The previous code chunk works but it is getting very long. Long code chunks make it harder for your future self or others to interpret and can make it harder to find/troubleshoot bugs. Better practice would be to break the previous code chunk into 2-3 sub-tasks.

The following code chunk into 3 sub-tasks, which should make it easier to follow process and allow us to observe the data after each sub-task is executed.

Explanation of sub-tasks below:

  1. caz1.df: reduce the data frame down to only the rows and columns of interest. In this case, we are only interested in the two replicates from Cazenovia Lake site 1; therefore, I named the data frame caz1.df to describe the data represented within the data frame.
  2. order.df: summarize the taxonomic counts by the sample, unique_id, and taxonomic rank, order.
  3. percent.df: calculate the percentage of each sample, unique_id, represented by each taxon, order.
caz1.df <- taxa.df %>%
  filter(unique_id %in% c("caz_1_1", "caz_1_2")) %>% 
  select(unique_id, order, count)

order.df <- caz1.df %>% 
  group_by(unique_id, order) %>% 
  summarize(count = sum(count)) %>% 
  ungroup()

percent.df <- order.df %>% 
  group_by(unique_id) %>% 
  mutate(total = sum(count),
         percent = count / total * 100) %>% 
  ungroup()

16.0.9 Joins

  • Link: https://dplyr.tidyverse.org/reference/join.html
  • Definition: Combine two data sets by common features. “a” and “b” will be used in the descriptions below to represent two data sets.
  • left_join Join only rows in “b” that have a match in “a”
  • right_join Join only rows in “a” that have a match in “b”
  • full_join Join all rows from “a” with all rows from “b”
  • inner_join Join only rows that are present in both “a” and “b”
  • semi_join Keep only rows in “a” that are found in “b”
    • “b” is not actually joined with “a”
    • This is more like a filter
    • Opposite of an anti_join()
  • anti_join Keep only rows in “a” that are NOT found in “b”
    • “b” is not actually joined with “a”
    • This is more like a filter
    • Opposite of an semi_join()

16.0.9.1 left_join

left.df <- left_join(taxa.df, env.df, by = "unique_id")

DT::datatable(left.df, options = list(scrollX = TRUE))

16.0.9.2 right_join

right.df <- right_join(taxa.df, env.df, by = "unique_id")

DT::datatable(right.df, options = list(scrollX = TRUE))

16.0.9.3 full_join

full.df <- taxa.df %>% 
  filter(lake == "onon") %>% 
  full_join(env.df, by = "unique_id")

DT::datatable(full.df, options = list(scrollX = TRUE))

16.0.9.4 inner_join

full.df <- taxa.df %>% 
  filter(lake == "onon") %>% 
  inner_join(env.df, by = "unique_id")

DT::datatable(full.df, options = list(scrollX = TRUE))

16.0.9.5 semi_join

semi.df <- taxa.df %>% 
  filter(lake == "onon") %>% 
  semi_join(env.df, by = "unique_id")

DT::datatable(semi.df, options = list(scrollX = TRUE))

16.0.9.6 anti_join

sub.df <- taxa.df %>% 
  filter(lake == "onon")

anti.df <- anti_join(env.df, sub.df, by = "unique_id")

:: Record set ::
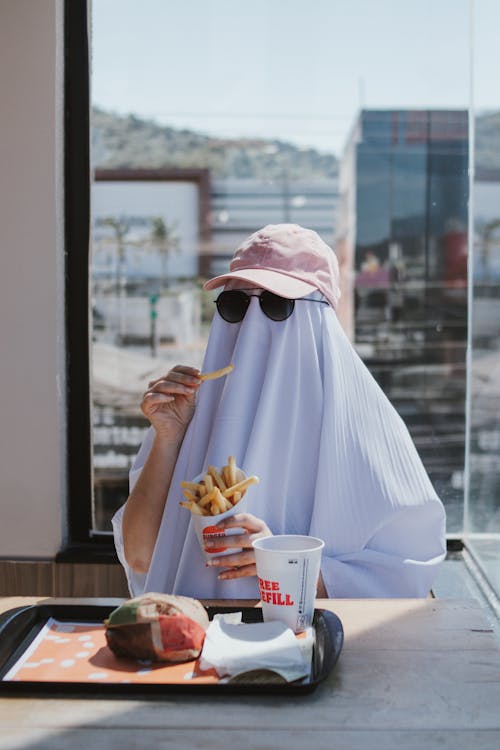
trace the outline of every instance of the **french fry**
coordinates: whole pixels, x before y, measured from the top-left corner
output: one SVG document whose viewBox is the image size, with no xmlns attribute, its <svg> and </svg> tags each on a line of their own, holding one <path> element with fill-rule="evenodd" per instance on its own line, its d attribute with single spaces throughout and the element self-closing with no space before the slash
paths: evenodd
<svg viewBox="0 0 500 750">
<path fill-rule="evenodd" d="M 256 476 L 245 477 L 238 469 L 234 456 L 229 456 L 226 466 L 218 469 L 209 466 L 200 482 L 181 482 L 185 500 L 179 505 L 199 516 L 218 516 L 237 505 L 248 487 L 257 484 Z M 240 478 L 240 481 L 237 481 Z"/>
<path fill-rule="evenodd" d="M 234 370 L 234 365 L 227 365 L 227 367 L 221 367 L 220 370 L 214 370 L 213 372 L 202 372 L 200 380 L 217 380 L 217 378 L 223 378 L 224 375 L 229 375 Z"/>
<path fill-rule="evenodd" d="M 181 487 L 185 490 L 192 490 L 193 492 L 200 492 L 205 488 L 204 484 L 198 482 L 181 482 Z"/>
<path fill-rule="evenodd" d="M 208 505 L 210 505 L 210 503 L 213 502 L 213 499 L 215 497 L 215 490 L 216 489 L 219 489 L 219 488 L 216 487 L 215 489 L 212 490 L 212 492 L 207 492 L 206 495 L 204 495 L 202 498 L 200 498 L 200 500 L 198 500 L 198 505 L 200 505 L 202 508 L 206 508 Z M 219 490 L 219 492 L 220 492 L 220 490 Z"/>
<path fill-rule="evenodd" d="M 215 466 L 209 466 L 208 467 L 208 473 L 211 477 L 213 477 L 213 480 L 217 487 L 222 491 L 225 492 L 227 490 L 227 484 L 223 480 L 223 478 L 220 475 L 220 472 L 218 469 L 215 468 Z"/>
</svg>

:: Parts of the exercise ::
**a.** According to the R tutorial excerpt, why should the long code chunk be split into sub-tasks?
**b.** Echo part of the R tutorial excerpt word for word, starting at the words "The previous code chunk works" and stopping after "sub-task is executed.".

:: Outputs by task ::
**a.** Long code chunks are harder for your future self or others to interpret, and they make bugs harder to find and troubleshoot. Splitting the chunk into sub-tasks makes the process easier to follow and lets you observe the data after each sub-task runs.

**b.**
The previous code chunk works but it is getting very long. Long code chunks make it harder for your future self or others to interpret and can make it harder to find/troubleshoot bugs. Better practice would be to break the previous code chunk into 2-3 sub-tasks.

The following code chunk into 3 sub-tasks, which should make it easier to follow process and allow us to observe the data after each sub-task is executed.